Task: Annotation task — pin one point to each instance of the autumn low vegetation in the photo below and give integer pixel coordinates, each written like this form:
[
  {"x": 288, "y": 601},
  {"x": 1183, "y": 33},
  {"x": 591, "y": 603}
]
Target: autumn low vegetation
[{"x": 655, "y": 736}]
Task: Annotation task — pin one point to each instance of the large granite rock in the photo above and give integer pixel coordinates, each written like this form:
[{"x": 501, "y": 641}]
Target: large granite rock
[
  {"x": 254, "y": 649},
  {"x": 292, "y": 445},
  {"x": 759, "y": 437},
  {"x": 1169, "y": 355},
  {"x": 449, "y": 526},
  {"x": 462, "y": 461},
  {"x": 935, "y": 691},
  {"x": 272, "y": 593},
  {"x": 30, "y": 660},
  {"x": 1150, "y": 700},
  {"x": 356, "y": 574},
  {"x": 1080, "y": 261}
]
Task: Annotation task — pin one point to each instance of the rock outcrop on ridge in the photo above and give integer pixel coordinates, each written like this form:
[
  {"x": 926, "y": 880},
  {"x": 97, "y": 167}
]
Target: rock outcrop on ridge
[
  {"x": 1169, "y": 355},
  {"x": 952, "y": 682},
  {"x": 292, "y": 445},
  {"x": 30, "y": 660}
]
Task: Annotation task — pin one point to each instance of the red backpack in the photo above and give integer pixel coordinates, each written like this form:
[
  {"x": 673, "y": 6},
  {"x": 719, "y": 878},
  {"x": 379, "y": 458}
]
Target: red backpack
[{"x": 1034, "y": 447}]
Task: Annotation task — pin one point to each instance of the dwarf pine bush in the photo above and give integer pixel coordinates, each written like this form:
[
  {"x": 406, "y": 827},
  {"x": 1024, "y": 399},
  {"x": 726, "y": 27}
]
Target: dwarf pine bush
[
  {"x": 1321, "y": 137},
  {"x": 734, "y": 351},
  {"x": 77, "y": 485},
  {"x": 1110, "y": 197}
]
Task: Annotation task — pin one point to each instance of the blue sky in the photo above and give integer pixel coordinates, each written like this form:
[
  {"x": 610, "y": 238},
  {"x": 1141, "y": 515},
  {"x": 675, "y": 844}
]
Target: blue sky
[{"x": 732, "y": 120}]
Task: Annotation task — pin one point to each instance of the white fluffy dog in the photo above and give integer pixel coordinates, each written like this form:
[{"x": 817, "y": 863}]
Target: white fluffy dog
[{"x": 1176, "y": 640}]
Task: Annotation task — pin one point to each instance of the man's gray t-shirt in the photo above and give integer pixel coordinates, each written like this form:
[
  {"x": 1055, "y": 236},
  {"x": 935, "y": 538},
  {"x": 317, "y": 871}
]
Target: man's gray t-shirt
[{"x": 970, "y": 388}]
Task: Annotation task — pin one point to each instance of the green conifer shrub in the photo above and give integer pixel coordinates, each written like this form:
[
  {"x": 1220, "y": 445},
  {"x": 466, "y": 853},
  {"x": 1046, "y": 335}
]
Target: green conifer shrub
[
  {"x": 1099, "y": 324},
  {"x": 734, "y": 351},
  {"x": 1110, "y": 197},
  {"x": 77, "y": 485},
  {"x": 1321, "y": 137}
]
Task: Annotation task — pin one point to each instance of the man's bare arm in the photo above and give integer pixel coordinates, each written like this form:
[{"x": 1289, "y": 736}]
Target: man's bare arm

☆ ☆ ☆

Transcribe each record above exactly. Skip none.

Task: Annotation task — pin one point to each instance of the autumn low vegetation in the photo below and give integer pixel coordinates, each written like this form:
[
  {"x": 288, "y": 601},
  {"x": 1183, "y": 33},
  {"x": 591, "y": 603}
]
Target: autumn low vegetation
[{"x": 655, "y": 736}]
Task: Annotation task — pin one point to each instance of the large granite rock in the photo above and give integer pixel coordinates, each written like this form:
[{"x": 501, "y": 641}]
Target: large granite rock
[
  {"x": 254, "y": 649},
  {"x": 292, "y": 445},
  {"x": 759, "y": 437},
  {"x": 1169, "y": 355},
  {"x": 449, "y": 526},
  {"x": 462, "y": 461},
  {"x": 935, "y": 691},
  {"x": 272, "y": 593},
  {"x": 30, "y": 660},
  {"x": 1150, "y": 700},
  {"x": 356, "y": 574},
  {"x": 1080, "y": 261}
]
Task: Annotation task — pin one point to each instance of the rock outcrop on ridge in the photo above and give integer pixel coordinates, each written like this form:
[
  {"x": 926, "y": 880},
  {"x": 97, "y": 167}
]
Target: rock outcrop on ridge
[
  {"x": 1169, "y": 355},
  {"x": 952, "y": 682},
  {"x": 292, "y": 445},
  {"x": 30, "y": 660}
]
Task: Annotation task — pin one point to each instance of the red backpack in the photo above and give integer pixel coordinates, each written like this form:
[
  {"x": 673, "y": 6},
  {"x": 719, "y": 878},
  {"x": 379, "y": 458}
]
Target: red backpack
[{"x": 1034, "y": 447}]
Task: Annotation task — pin one point to each instance of the dwarf pine bush in the photo above and give integer pixel coordinates, each written like this form:
[
  {"x": 406, "y": 827},
  {"x": 1024, "y": 399},
  {"x": 726, "y": 27}
]
Target: dwarf pine bush
[
  {"x": 1321, "y": 137},
  {"x": 734, "y": 351},
  {"x": 77, "y": 485},
  {"x": 1110, "y": 197}
]
Task: Annotation task — pin one point to each instance of the blue sky in the photo above and give integer pixel coordinates, each written like this form:
[
  {"x": 610, "y": 238},
  {"x": 1141, "y": 515},
  {"x": 675, "y": 844}
]
Target: blue sky
[{"x": 732, "y": 120}]
Task: Annotation task — pin one point to each instance of the white fluffy dog in the photo above and give integer pixel coordinates, each written like this form:
[{"x": 817, "y": 863}]
Target: white fluffy dog
[{"x": 1176, "y": 640}]
Task: Annotation task — pin one point to each instance of the man's gray t-shirt in the photo above and give integer pixel coordinates, each written like this form:
[
  {"x": 1055, "y": 236},
  {"x": 935, "y": 538},
  {"x": 317, "y": 871}
]
Target: man's gray t-shirt
[{"x": 970, "y": 388}]
Task: Annotation task — pin one point to each instance of the green conifer shrub in the photo above and give integer pixel coordinates, each written like this form:
[
  {"x": 1220, "y": 445},
  {"x": 466, "y": 853},
  {"x": 1046, "y": 335}
]
Target: green conifer shrub
[
  {"x": 1099, "y": 324},
  {"x": 734, "y": 351},
  {"x": 1110, "y": 197},
  {"x": 77, "y": 485},
  {"x": 1321, "y": 137}
]
Task: Annotation task — pin one point to each instance of the man's bare arm in the photo above and give integer pixel coordinates, each written like this form:
[{"x": 1289, "y": 736}]
Target: man's bare arm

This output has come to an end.